WHAT YOU HAVE TO DO:
When you reach the line that contains "any black baseball" in the data below, start reproducing lines exactly, and stop after the line that contains "An agriculture drone captured the photo above. Locate any pair".

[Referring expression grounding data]
Start of Block
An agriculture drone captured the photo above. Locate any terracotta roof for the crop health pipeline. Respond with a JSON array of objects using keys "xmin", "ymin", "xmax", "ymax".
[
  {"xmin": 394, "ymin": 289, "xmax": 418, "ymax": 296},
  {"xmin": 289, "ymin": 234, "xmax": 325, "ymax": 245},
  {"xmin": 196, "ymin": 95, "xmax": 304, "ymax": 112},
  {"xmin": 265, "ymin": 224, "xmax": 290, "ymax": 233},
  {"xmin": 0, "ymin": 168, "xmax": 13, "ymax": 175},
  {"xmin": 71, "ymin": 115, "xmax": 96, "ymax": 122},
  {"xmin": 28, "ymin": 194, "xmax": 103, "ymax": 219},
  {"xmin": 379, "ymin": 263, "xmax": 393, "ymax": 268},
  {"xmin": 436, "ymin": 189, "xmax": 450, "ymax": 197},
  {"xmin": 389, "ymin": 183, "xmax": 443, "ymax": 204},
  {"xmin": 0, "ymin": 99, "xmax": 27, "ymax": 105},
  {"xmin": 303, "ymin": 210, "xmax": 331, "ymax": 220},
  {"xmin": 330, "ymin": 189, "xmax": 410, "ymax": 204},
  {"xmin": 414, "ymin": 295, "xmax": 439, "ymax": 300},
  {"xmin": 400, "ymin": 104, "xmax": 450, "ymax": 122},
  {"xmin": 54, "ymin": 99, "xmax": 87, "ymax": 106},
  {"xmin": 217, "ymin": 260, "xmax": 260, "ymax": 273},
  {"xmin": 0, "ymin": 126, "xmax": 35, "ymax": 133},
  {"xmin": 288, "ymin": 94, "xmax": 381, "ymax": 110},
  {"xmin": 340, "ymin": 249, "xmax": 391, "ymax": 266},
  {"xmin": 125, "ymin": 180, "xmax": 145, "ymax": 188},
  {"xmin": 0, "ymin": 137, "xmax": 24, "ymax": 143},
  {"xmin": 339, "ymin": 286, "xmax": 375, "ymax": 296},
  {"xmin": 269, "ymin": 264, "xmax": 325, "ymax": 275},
End of Block
Start of Block
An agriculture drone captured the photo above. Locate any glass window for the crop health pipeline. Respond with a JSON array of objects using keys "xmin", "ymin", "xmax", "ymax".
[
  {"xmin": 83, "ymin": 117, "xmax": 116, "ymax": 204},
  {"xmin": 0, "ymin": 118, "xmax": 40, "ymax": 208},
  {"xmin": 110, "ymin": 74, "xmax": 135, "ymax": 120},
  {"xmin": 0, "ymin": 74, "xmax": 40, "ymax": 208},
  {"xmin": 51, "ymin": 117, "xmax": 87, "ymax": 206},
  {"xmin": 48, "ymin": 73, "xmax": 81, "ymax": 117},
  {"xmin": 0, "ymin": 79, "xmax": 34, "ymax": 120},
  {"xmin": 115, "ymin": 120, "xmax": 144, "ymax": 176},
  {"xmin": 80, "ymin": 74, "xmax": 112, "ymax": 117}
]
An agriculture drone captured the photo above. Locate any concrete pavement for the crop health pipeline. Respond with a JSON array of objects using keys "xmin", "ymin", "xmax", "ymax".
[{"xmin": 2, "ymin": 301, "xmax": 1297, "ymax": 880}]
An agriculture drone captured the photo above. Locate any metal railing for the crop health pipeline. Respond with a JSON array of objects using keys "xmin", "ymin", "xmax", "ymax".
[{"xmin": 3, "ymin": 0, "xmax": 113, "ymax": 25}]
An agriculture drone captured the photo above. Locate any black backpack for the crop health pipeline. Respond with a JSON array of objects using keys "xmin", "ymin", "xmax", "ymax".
End of Block
Start of Block
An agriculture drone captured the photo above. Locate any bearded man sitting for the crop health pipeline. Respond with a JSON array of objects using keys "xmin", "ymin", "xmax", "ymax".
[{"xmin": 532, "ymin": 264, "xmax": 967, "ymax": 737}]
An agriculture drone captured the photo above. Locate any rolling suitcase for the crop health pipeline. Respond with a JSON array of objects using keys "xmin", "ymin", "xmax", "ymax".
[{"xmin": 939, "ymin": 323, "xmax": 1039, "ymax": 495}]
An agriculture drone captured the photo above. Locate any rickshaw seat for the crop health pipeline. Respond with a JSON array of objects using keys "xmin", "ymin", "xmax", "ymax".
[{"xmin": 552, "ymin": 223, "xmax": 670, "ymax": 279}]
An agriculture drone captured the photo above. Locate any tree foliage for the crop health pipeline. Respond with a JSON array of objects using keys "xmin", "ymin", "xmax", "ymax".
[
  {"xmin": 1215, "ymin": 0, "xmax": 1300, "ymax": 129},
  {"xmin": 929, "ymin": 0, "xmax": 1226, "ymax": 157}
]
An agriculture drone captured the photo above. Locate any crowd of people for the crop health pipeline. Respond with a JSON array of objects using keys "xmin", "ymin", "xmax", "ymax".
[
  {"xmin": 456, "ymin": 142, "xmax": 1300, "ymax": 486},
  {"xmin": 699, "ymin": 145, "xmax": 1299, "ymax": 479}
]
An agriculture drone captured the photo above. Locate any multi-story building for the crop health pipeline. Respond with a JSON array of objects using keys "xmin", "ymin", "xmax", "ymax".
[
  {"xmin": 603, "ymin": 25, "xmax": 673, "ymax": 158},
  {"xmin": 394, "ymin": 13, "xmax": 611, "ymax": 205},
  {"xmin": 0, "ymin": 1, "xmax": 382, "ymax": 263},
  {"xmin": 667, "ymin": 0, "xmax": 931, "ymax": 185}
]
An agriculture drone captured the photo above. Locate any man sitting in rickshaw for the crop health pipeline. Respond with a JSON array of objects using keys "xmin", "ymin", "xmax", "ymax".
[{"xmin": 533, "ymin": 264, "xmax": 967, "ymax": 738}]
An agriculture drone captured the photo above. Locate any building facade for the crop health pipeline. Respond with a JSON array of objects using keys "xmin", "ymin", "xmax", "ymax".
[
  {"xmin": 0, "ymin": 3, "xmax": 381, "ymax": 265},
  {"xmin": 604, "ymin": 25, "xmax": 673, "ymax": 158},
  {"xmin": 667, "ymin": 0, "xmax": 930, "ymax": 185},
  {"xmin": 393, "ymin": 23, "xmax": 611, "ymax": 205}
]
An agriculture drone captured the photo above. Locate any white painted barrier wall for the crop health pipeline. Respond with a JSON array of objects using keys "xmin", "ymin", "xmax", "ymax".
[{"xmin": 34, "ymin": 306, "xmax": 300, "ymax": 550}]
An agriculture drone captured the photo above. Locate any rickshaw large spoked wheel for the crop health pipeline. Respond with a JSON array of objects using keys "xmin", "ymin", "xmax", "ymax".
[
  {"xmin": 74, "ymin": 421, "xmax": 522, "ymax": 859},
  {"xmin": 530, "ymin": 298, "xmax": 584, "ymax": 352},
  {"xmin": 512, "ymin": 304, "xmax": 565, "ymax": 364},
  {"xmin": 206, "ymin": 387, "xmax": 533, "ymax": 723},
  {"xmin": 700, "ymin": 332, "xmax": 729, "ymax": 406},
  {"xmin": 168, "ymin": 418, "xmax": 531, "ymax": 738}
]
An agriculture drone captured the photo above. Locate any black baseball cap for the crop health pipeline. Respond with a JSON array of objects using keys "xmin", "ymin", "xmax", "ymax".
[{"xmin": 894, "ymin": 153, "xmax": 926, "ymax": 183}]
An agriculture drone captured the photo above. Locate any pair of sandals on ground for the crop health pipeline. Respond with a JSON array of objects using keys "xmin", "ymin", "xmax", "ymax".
End of Block
SOLVED PROBLEM:
An agriculture drone captured the photo above. Locate any black baseball cap for the crop health pipeline. Respond with a JSON array of objects using keys "xmin", "ymin", "xmax", "ymax".
[{"xmin": 894, "ymin": 153, "xmax": 926, "ymax": 183}]
An agriculture drone captured the photo above. Locate any pair of sandals on ground for the crop health pipeline. Respond with a JSON array of objects using keys "xmin", "ymin", "xmax", "ymax".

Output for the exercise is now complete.